Your goal. Give the items below as a two-column CSV with the header row "prompt,response", one row per item. Put each item's text and its answer into a single quoted field each, with line breaks replaced by spaces.

Input rows.

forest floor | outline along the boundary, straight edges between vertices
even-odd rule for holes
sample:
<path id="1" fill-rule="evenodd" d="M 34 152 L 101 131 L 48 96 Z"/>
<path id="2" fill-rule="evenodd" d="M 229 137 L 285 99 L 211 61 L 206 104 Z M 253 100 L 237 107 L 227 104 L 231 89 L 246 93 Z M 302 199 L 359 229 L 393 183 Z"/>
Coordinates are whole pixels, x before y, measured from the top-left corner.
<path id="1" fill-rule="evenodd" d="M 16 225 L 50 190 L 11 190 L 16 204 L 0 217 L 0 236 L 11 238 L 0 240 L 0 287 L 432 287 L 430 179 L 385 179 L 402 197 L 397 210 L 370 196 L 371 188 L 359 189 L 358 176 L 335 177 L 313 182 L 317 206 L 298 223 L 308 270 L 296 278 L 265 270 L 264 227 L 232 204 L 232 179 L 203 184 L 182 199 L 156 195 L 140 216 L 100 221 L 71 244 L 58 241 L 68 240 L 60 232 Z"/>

The result.
prompt,response
"forest floor | outline along the boundary, straight edges between vertices even-odd rule for holes sample: <path id=""1"" fill-rule=""evenodd"" d=""M 34 152 L 101 131 L 48 96 Z""/> <path id=""2"" fill-rule=""evenodd"" d=""M 229 137 L 285 99 L 211 61 L 206 104 Z M 253 100 L 237 107 L 227 104 L 231 89 L 246 93 Z M 302 199 L 359 229 L 393 183 Z""/> Coordinates are whole pixels, x before y, measured from the top-left corner.","<path id=""1"" fill-rule=""evenodd"" d=""M 16 225 L 50 190 L 11 190 L 16 204 L 0 217 L 0 236 L 11 238 L 0 240 L 0 287 L 432 287 L 430 179 L 385 179 L 402 197 L 397 210 L 370 196 L 371 188 L 359 189 L 358 176 L 335 177 L 313 182 L 317 206 L 298 223 L 308 270 L 296 278 L 265 270 L 264 227 L 232 204 L 232 179 L 203 184 L 182 199 L 156 195 L 140 216 L 100 221 L 71 244 L 58 241 L 68 240 L 60 232 Z""/>"